PASSAGE TO READ —

>> Begin

Single by Engelbert Humperdinck
- B-side: "Three Little Words (I Love You)"
- Released: 1968
- Label: Decca
- Songwriters: Les Reed, Barry Mason
- Producer: Peter Sullivan

= Les Bicyclettes de Belsize (song) =

"Les Bicyclettes de Belsize" (translation: "The Bicycles of Belsize") is a song written and composed by Les Reed and Barry Mason. Used as the theme song of the 1968 eponymous musical film, it was mimed by Anthony May in the movie and sung by Johnny Worth. As a 7-inch 45 rpm single, it was a big hit that year, in parallel English and French versions, for Engelbert Humperdinck and Mireille Mathieu, respectively. The French version premiered on Mathieu's 1968 Columbia album Les Bicyclettes de Belsize; the English version premiered as a single in 1968, and was then included on Humperdinck's 1969 album Engelbert.

>> End

EXCERPTED RECORDS —
>> Begin

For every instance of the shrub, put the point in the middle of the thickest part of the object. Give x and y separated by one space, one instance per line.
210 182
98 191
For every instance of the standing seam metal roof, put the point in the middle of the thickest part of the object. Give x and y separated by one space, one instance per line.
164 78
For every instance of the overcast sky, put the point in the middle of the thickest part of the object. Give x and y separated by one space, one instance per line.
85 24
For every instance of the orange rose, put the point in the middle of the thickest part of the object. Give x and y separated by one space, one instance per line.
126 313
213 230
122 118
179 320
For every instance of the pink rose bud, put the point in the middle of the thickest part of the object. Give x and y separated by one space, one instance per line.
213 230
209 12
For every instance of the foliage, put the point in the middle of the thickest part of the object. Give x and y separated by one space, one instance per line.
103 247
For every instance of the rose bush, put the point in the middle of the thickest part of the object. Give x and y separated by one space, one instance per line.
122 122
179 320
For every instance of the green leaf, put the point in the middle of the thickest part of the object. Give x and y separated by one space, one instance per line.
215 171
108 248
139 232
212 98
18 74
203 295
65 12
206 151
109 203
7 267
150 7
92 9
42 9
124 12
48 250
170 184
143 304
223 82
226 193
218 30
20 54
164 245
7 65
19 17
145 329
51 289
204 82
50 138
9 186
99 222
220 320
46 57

>> End

EXERCISE 1 —
Translate this sentence from the article on "Les Bicyclettes de Belsize" into Spanish: "Used as the theme song of the 1968 eponymous musical film, it was mimed by Anthony May in the movie and sung by Johnny Worth."
EXERCISE 2 —
Reproduce the article on "Les Bicyclettes de Belsize" word for word, starting with "- Released: 1968" and going on through "1969 album Engelbert.".

FINAL ANSWER 1 —
Utilizada como tema principal de la película musical homónima de 1968, fue interpretada con mímica por Anthony May en la película y cantada por Johnny Worth.

FINAL ANSWER 2 —
- Released: 1968
- Label: Decca
- Songwriters: Les Reed, Barry Mason
- Producer: Peter Sullivan

= Les Bicyclettes de Belsize (song) =

"Les Bicyclettes de Belsize" (translation: "The Bicycles of Belsize") is a song written and composed by Les Reed and Barry Mason. Used as the theme song of the 1968 eponymous musical film, it was mimed by Anthony May in the movie and sung by Johnny Worth. As a 7-inch 45 rpm single, it was a big hit that year, in parallel English and French versions, for Engelbert Humperdinck and Mireille Mathieu, respectively. The French version premiered on Mathieu's 1968 Columbia album Les Bicyclettes de Belsize; the English version premiered as a single in 1968, and was then included on Humperdinck's 1969 album Engelbert.